# [EXTRACT]

Autologin will start the session automatically, which is not ideal in terms of security (more about that here), but it’s fine for a test machine on a home network.
After changing this option, raspi-config will ask you to reboot the Raspberry Pi, which is also necessary to start the desktop environment, so accept the prompt and wait a few minutes for the system to restart.
If needed, you can reboot it manually with:
5. (Optional) Install LightDM
As I told you in the introduction, LightDM is the display manager.
This type of package is mandatory to automatically start the desktop environment on boot and to manage the login. It’s the link between everything if you want (Raspberry Pi OS, Xorg and your desktop environment).
When I tested everything, tasksel installed LightDM (or an alternative) automatically most of the time. But for some desktop environments (like GNOME), it must be installed manually. You might get this message after changing the boot options in raspi-config:
To install it, just use the following command:
sudo apt install lightdm
Once installed, get back to the previous step (select Desktop in Boot options and reboot the Raspberry Pi).
Note: KDE, and maybe other environments in the future, use SDDM instead of LightDM. So, you shouldn’t need LightDM for KDE, it’s normal if you don’t have it.
If everything works as expected, you should get the graphical interface started automatically on the next boot, with the login screen (if enabled) and then full access to the desktop interface:
The look will be different depending on the desktop environment you installed, but it shouldn’t be the usual black screen anymore :-).
If you installed several desktop environments, you can switch from one to another with by using the gear icon in a corner of the login screen (can be slightly different depending on your environment, but there should be an option).

[Position identification records]
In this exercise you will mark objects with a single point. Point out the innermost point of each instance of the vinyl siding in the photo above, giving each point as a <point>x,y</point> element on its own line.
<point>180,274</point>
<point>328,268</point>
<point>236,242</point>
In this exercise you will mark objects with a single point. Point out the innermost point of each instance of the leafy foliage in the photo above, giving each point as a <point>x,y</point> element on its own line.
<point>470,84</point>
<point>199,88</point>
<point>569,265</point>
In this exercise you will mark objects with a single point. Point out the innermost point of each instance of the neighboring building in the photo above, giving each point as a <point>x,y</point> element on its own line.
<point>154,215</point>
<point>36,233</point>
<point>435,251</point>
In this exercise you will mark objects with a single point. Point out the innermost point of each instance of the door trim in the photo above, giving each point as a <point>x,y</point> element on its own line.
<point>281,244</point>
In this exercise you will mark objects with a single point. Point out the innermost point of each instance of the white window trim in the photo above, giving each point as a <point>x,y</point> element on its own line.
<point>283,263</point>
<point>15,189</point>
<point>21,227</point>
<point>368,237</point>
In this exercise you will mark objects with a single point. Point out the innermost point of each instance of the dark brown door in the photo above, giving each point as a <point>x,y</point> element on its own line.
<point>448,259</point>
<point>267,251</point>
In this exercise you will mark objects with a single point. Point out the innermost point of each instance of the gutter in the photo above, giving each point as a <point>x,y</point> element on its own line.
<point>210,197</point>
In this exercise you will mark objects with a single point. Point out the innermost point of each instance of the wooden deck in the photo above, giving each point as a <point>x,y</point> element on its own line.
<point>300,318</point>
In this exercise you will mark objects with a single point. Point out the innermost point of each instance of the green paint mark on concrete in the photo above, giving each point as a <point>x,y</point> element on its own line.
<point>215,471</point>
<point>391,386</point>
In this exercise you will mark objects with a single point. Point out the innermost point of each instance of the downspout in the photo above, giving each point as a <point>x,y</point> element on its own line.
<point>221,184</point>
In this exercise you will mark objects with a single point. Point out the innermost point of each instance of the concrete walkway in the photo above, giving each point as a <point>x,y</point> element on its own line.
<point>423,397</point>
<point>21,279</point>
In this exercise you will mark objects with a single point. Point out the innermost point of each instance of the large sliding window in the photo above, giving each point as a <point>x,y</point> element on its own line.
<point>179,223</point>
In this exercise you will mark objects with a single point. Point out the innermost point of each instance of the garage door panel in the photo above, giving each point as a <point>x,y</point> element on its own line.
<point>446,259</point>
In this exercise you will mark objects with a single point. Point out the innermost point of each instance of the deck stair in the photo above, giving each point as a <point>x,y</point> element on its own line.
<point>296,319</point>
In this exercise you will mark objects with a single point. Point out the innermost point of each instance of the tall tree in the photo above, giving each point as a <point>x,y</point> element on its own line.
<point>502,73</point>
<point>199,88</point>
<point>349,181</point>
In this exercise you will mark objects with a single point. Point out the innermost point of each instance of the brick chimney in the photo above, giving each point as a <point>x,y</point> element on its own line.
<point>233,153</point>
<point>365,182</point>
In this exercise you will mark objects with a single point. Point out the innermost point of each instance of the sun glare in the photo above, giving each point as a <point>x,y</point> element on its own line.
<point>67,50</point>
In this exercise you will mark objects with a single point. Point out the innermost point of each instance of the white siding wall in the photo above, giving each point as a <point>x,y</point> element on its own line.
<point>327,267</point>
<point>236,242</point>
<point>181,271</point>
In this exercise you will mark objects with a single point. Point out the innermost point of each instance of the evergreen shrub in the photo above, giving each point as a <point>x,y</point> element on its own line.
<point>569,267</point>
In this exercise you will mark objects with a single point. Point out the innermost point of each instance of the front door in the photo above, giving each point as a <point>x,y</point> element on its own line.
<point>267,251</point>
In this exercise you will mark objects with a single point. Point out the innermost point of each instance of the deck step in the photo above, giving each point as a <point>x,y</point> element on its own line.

# [CHALLENGES]
**1)** In one to three sentences, explain why the Raspberry Pi desktop guide says LightDM shouldn't be needed with KDE.
**2)** Put the records from the line containing "the sun glare" through the line containing "<point>67,50</point>" into a numbered list, leaving out blank lines.

# [THE RESULTS]
**1)** KDE uses SDDM instead of LightDM as its display manager. Because of this, LightDM isn't needed for KDE, and it's normal not to have it installed.

**2)**
1. In this exercise you will mark objects with a single point. Point out the innermost point of each instance of the sun glare in the photo above, giving each point as a <point>x,y</point> element on its own line.
2. <point>67,50</point>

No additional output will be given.